## SOURCE DOCUMENT
•••••

The modern world's greatest tool is among our most disposable and resource-heavy. Performance-wise, computer design has progressed staggeringly well and astonishingly fast. But looking at it from a green perspective, the work has barely begun. When our laptop dies and we toss it, it either rots in a landfill, or children in the developing world end up wrestling its components apart by hand, melting toxic bits to recover traces of heavy metals. Did someone forget to design for them? And of the $250 billion per year spent on powering computers worldwide, only about 15% of that power was spent computing--the rest was wasted idling. Did we really get what we paid for?
We've written about various aspects of green computers before, but here's an attempt to give a whole-picture view of what the bright green computer of tomorrow will be like: efficiency, manufacturing & materials, recyclability, service model, self-powering, and other trends.

•••••

## RECORDED INFORMATION
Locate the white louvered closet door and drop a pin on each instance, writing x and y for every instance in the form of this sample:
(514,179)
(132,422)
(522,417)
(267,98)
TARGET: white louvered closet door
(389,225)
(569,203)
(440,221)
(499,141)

•••••

## TASK STATEMENT
Answer these about the text on green computers:
1. How much money is spent each year on powering computers worldwide?
2. About what share of that power went to actual computing?
3. Which aspect comes first in the list of things the bright green computer of tomorrow will be like?

## SOLUTION FOR THIS TASK
1. $250 billion
2. About 15%
3. Efficiency